### WORK INSTRUCTION
An acceptable answer contains every record below, unchanged, and no pictures.

### ENTRIES SHOWN

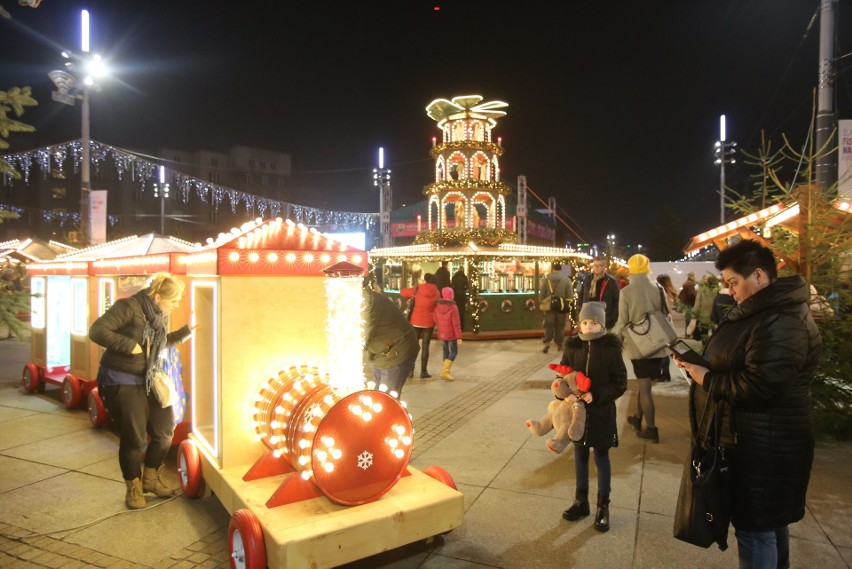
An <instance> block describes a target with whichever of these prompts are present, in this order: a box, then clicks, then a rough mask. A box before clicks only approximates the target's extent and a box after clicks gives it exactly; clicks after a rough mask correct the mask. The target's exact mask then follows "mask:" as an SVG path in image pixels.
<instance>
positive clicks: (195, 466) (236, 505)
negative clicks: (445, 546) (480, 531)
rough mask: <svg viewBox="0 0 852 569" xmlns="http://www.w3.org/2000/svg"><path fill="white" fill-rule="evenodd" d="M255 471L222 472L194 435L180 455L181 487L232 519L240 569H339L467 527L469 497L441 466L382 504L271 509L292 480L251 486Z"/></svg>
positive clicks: (311, 498)
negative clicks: (226, 510)
mask: <svg viewBox="0 0 852 569" xmlns="http://www.w3.org/2000/svg"><path fill="white" fill-rule="evenodd" d="M247 468H248V467H247V466H245V465H244V466H240V467H234V468H228V469H220V468H218V467H217V466H216V463H215V461H213V460H212V459H211V458H210V457H209V456H207V455H206V453H205V452H204V450H203V445H200V444H198V443H196V441H195V440H194V438H193V435H192V434H190V435H189V438H188V439H187V440H186V441H184V442H183V443H181V446H180V447H179V449H178V469H179V474H180V480H181V488H182V489H183V491H184V494H185V495H186V496H187V497H190V498H194V497H199V496H201V495H203V494H208V493H210V492H212V493H214V494H216V497H217V498H218V499H219V501H220V502H221V503H222V505H223V506H224V507H225V509H226V510H228V512H229V513H230V514H231V515H232V518H231V524H230V527H229V531H228V546H229V551H230V553H231V556H232V562H231V566H232V567H237V568H242V567H245V568H248V569H262V568H264V567H267V566H269V567H270V568H283V567H287V568H302V567H304V568H310V569H320V568H323V567H336V566H339V565H342V564H344V563H348V562H351V561H356V560H358V559H363V558H365V557H369V556H371V555H376V554H378V553H381V552H383V551H388V550H391V549H395V548H398V547H401V546H403V545H406V544H409V543H413V542H416V541H419V540H423V539H428V538H431V537H433V536H435V535H439V534H444V533H447V532H449V531H451V530H453V529H455V528H457V527H459V526H460V525H461V524H462V520H463V517H464V497H463V496H462V494H461V493H460V492H458V490H456V488H455V485H454V484H453V481H452V478H450V476H449V475H448V474H447V473H446V471H445V470H443V469H442V468H439V467H429V468H427V469H426V470H424V471H423V472H421V471H419V470H416V469H414V468H412V467H411V466H408V467H407V473H406V474H407V475H405V476H403V477H402V478H401V479H400V480H399V482H397V483H396V485H395V486H394V487H393V488H391V490H390V491H389V492H387V493H386V494H385V495H384V496H382V497H381V498H379V499H378V500H375V501H372V502H369V503H366V504H362V505H359V506H341V505H337V504H335V503H333V502H331V501H330V500H329V499H328V498H326V497H325V496H322V497H318V498H310V499H306V500H302V501H298V502H294V503H290V504H286V505H283V506H277V507H274V508H269V507H267V506H266V502H267V500H269V497H270V496H271V495H273V494H274V493H275V491H276V489H277V488H278V487H279V486H280V485H281V483H282V481H283V480H284V478H285V476H292V474H291V475H277V476H270V477H267V478H260V479H258V480H252V481H249V482H246V481H244V480H243V476H244V475H245V473H246V470H247Z"/></svg>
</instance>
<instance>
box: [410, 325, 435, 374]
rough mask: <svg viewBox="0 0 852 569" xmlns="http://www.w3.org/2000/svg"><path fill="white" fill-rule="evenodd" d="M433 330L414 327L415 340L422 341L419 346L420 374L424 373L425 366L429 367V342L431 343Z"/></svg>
mask: <svg viewBox="0 0 852 569" xmlns="http://www.w3.org/2000/svg"><path fill="white" fill-rule="evenodd" d="M434 330H435V329H434V328H420V327H418V326H415V327H414V331H415V332H417V339H418V340H422V343H421V344H420V373H426V366H427V365H429V342H431V341H432V332H433V331H434Z"/></svg>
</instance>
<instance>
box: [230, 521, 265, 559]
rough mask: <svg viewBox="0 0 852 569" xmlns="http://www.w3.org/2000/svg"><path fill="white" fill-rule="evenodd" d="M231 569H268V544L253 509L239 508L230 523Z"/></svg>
mask: <svg viewBox="0 0 852 569" xmlns="http://www.w3.org/2000/svg"><path fill="white" fill-rule="evenodd" d="M228 551H229V552H230V553H231V569H266V544H265V543H263V530H262V529H261V528H260V521H259V520H258V519H257V516H255V515H254V514H253V513H252V512H251V510H245V509H243V510H237V511H236V512H234V515H233V516H231V523H230V524H228Z"/></svg>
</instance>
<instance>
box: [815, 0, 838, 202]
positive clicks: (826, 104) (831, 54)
mask: <svg viewBox="0 0 852 569" xmlns="http://www.w3.org/2000/svg"><path fill="white" fill-rule="evenodd" d="M835 1H836V0H822V1H821V3H820V9H819V78H818V81H817V116H816V148H817V156H816V165H815V168H814V170H815V172H814V173H815V179H816V183H817V185H818V186H819V187H820V189H821V190H822V191H827V190H828V189H829V188H830V187H831V186H832V185H834V183H835V182H836V181H837V162H836V160H837V154H836V153H835V150H834V140H833V139H834V131H835V129H836V126H837V119H836V117H835V116H834V81H833V75H834V24H835V14H834V2H835Z"/></svg>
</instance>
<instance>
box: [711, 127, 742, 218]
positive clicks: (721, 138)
mask: <svg viewBox="0 0 852 569" xmlns="http://www.w3.org/2000/svg"><path fill="white" fill-rule="evenodd" d="M726 139H727V133H726V132H725V115H722V116H720V117H719V140H717V141H716V145H715V147H714V148H715V150H714V154H715V156H716V164H718V165H719V225H725V164H735V163H736V162H737V161H736V159H735V158H734V154H736V152H737V143H736V142H734V141H733V140H726Z"/></svg>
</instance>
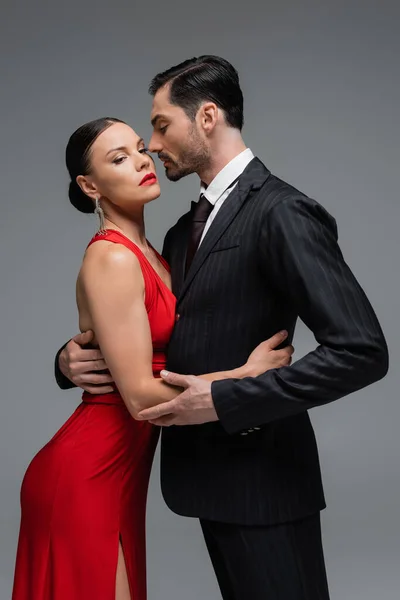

### RESPONSE FOR THIS EXERCISE
An <instance> block describes a target with whichever of these prompts are present, in this order: a box, then clicks, then a rough mask. A box before clicks only approximates the target's extent and a box after clicks gives it exactly; clicks after a rough mask correct the mask. The target's exact mask then follows "mask:" as an SVG path in image pixels.
<instance>
positive clicks: (195, 466) (236, 505)
negative clicks: (445, 546) (480, 531)
rough mask: <svg viewBox="0 0 852 569" xmlns="http://www.w3.org/2000/svg"><path fill="white" fill-rule="evenodd" d="M255 471L222 472L194 435L180 455L181 487L232 519L240 569H339L467 527L469 497L441 466L382 504L271 509L292 480L251 486Z"/></svg>
positive clicks: (311, 498)
negative clicks: (226, 510)
mask: <svg viewBox="0 0 852 569" xmlns="http://www.w3.org/2000/svg"><path fill="white" fill-rule="evenodd" d="M247 468H248V467H247V466H245V465H244V466H240V467H234V468H228V469H220V468H218V467H217V466H216V463H215V461H213V460H212V459H211V458H210V457H209V456H207V455H206V453H205V452H204V450H203V445H200V444H198V443H196V441H195V440H194V438H193V435H192V434H190V435H189V438H188V439H187V440H186V441H184V442H183V443H181V446H180V447H179V449H178V469H179V474H180V480H181V488H182V489H183V491H184V494H185V495H186V496H187V497H190V498H194V497H199V496H201V495H203V494H208V493H210V492H212V493H214V494H216V497H217V498H218V499H219V501H220V502H221V503H222V505H223V506H224V507H225V509H226V510H228V512H229V513H230V514H231V515H232V518H231V524H230V527H229V531H228V546H229V551H230V553H231V556H232V562H231V566H232V567H237V568H242V567H245V568H248V569H262V568H264V567H267V566H269V567H270V568H283V567H287V568H302V567H304V568H310V569H320V568H323V567H336V566H339V565H342V564H344V563H348V562H351V561H356V560H358V559H363V558H365V557H369V556H371V555H376V554H378V553H381V552H383V551H388V550H391V549H395V548H398V547H401V546H403V545H406V544H409V543H413V542H416V541H419V540H423V539H428V538H431V537H433V536H435V535H439V534H444V533H447V532H449V531H451V530H453V529H455V528H457V527H459V526H460V525H461V524H462V520H463V517H464V497H463V496H462V494H461V493H460V492H458V490H456V488H455V485H454V484H453V481H452V478H450V476H449V475H448V474H447V473H446V471H445V470H443V469H442V468H439V467H429V468H427V469H426V470H424V471H423V472H421V471H419V470H416V469H414V468H412V467H411V466H408V467H407V473H406V474H407V475H405V476H403V477H402V478H401V479H400V480H399V482H397V483H396V485H395V486H394V487H393V488H391V490H390V491H389V492H387V493H386V494H385V495H384V496H382V497H381V498H379V499H378V500H375V501H372V502H369V503H366V504H362V505H359V506H341V505H337V504H335V503H333V502H331V501H330V500H329V499H328V498H326V497H325V496H322V497H318V498H310V499H306V500H302V501H298V502H294V503H290V504H286V505H283V506H277V507H274V508H269V507H267V506H266V502H267V500H269V497H270V496H271V495H273V494H274V493H275V491H276V489H277V488H278V487H279V486H280V485H281V483H282V481H283V480H284V478H285V476H292V474H291V475H277V476H270V477H267V478H260V479H258V480H252V481H249V482H246V481H244V480H243V476H244V475H245V473H246V470H247Z"/></svg>
</instance>
<instance>
box: [410, 325, 435, 374]
rough mask: <svg viewBox="0 0 852 569" xmlns="http://www.w3.org/2000/svg"><path fill="white" fill-rule="evenodd" d="M433 330L414 327L415 340L422 341L419 346L420 374L424 373L425 366L429 367V342L431 343Z"/></svg>
mask: <svg viewBox="0 0 852 569" xmlns="http://www.w3.org/2000/svg"><path fill="white" fill-rule="evenodd" d="M434 330H435V329H434V328H420V327H418V326H415V327H414V331H415V332H417V339H418V340H422V343H421V344H420V373H426V366H427V365H429V342H431V341H432V332H433V331H434Z"/></svg>
</instance>
<instance>
box: [230, 521, 265, 559]
rough mask: <svg viewBox="0 0 852 569" xmlns="http://www.w3.org/2000/svg"><path fill="white" fill-rule="evenodd" d="M231 569H268V544L253 509L239 508L230 523Z"/></svg>
mask: <svg viewBox="0 0 852 569" xmlns="http://www.w3.org/2000/svg"><path fill="white" fill-rule="evenodd" d="M228 551H229V552H230V553H231V569H266V544H265V543H263V530H262V529H261V528H260V521H259V520H258V519H257V516H255V515H254V514H253V513H252V512H251V510H245V509H243V510H237V511H236V512H234V515H233V516H231V523H230V524H228Z"/></svg>
</instance>
<instance>
box: [815, 0, 838, 202]
positive clicks: (826, 104) (831, 54)
mask: <svg viewBox="0 0 852 569" xmlns="http://www.w3.org/2000/svg"><path fill="white" fill-rule="evenodd" d="M835 1H836V0H822V1H821V3H820V9H819V78H818V81H817V116H816V148H817V156H816V165H815V168H814V170H815V172H814V173H815V179H816V183H817V185H818V186H819V187H820V189H821V190H822V191H827V190H828V189H829V188H830V187H831V186H832V185H834V183H835V182H836V181H837V162H836V160H837V154H836V153H835V150H834V140H833V139H834V131H835V129H836V126H837V119H836V117H835V116H834V81H833V75H834V24H835V14H834V2H835Z"/></svg>
</instance>
<instance>
box: [711, 127, 742, 218]
positive clicks: (721, 138)
mask: <svg viewBox="0 0 852 569" xmlns="http://www.w3.org/2000/svg"><path fill="white" fill-rule="evenodd" d="M726 139H727V133H726V132H725V115H722V116H720V117H719V140H717V141H716V145H715V147H714V148H715V150H714V154H715V156H716V164H718V165H719V225H725V164H735V163H736V162H737V161H736V159H735V158H734V154H736V152H737V143H736V142H734V141H733V140H726Z"/></svg>
</instance>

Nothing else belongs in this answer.